The records should be written out in full, with nothing altered.
##### AVAILABLE DATA
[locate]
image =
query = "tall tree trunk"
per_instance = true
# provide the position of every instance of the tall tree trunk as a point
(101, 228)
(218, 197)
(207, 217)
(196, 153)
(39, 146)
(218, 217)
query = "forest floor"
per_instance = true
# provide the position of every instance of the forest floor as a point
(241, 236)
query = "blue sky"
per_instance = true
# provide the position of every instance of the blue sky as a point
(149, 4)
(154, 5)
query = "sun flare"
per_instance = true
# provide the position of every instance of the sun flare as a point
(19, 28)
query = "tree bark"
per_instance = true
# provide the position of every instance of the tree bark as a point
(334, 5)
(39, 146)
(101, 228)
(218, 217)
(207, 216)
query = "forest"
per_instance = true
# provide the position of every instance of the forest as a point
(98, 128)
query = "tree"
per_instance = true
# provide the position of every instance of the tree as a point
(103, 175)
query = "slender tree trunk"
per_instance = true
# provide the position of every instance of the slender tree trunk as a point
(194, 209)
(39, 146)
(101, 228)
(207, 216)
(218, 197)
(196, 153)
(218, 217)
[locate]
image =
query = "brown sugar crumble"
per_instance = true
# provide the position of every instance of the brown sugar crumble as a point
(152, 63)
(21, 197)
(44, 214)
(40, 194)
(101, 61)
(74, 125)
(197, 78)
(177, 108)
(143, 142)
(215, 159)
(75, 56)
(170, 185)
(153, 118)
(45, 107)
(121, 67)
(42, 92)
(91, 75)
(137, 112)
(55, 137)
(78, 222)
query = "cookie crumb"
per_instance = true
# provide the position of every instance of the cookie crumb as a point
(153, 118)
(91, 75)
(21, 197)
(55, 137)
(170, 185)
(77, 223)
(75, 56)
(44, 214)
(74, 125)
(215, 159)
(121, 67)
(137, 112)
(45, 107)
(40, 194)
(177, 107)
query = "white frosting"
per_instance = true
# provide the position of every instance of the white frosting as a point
##########
* TASK OUTPUT
[locate]
image =
query = "tall tree trunk"
per_instance = true
# provide the position of every instance of the tall tree trunk as a point
(101, 228)
(218, 197)
(207, 217)
(196, 153)
(39, 146)
(218, 217)
query = "forest floor"
per_instance = true
# provide the position of every instance of the forest floor as a point
(241, 236)
query = "blue sky"
per_instance = true
# provide the position of every instance of the blue sky as a point
(149, 4)
(154, 5)
query = "sun flare"
per_instance = true
# provide the position of every instance of the sun flare as a point
(19, 28)
query = "tree bark"
per_instance = true
# provide the position of every instance of the tree bark as a point
(334, 5)
(39, 146)
(101, 228)
(218, 217)
(207, 216)
query = "forest"
per_instance = true
# provide the position of every instance of the forest as a point
(98, 128)
query = "tree"
per_instance = true
# provide the position of every instance of the tree as a point
(103, 175)
query = "slender tree trunk"
per_instance = true
# provide the position of every instance of the slender tree trunk as a point
(194, 209)
(39, 146)
(101, 228)
(207, 216)
(218, 197)
(196, 153)
(218, 217)
[locate]
image =
query = "brown sugar crumble"
per_instance = true
# provide the position of every instance of the brown sugar crumble as a point
(152, 63)
(21, 197)
(44, 214)
(40, 194)
(101, 61)
(74, 125)
(197, 78)
(177, 108)
(143, 142)
(215, 159)
(75, 56)
(170, 185)
(153, 118)
(45, 107)
(121, 67)
(42, 92)
(91, 75)
(137, 112)
(55, 137)
(78, 222)
query = "cookie crumb"
per_instance = true
# provide the position of every instance of the cookie crumb as a point
(153, 118)
(91, 75)
(21, 197)
(55, 137)
(170, 185)
(77, 223)
(75, 56)
(44, 214)
(74, 125)
(215, 159)
(121, 67)
(137, 112)
(45, 107)
(40, 194)
(177, 107)
query = "white frosting"
per_instance = true
# provide the position of every instance of the white frosting as a point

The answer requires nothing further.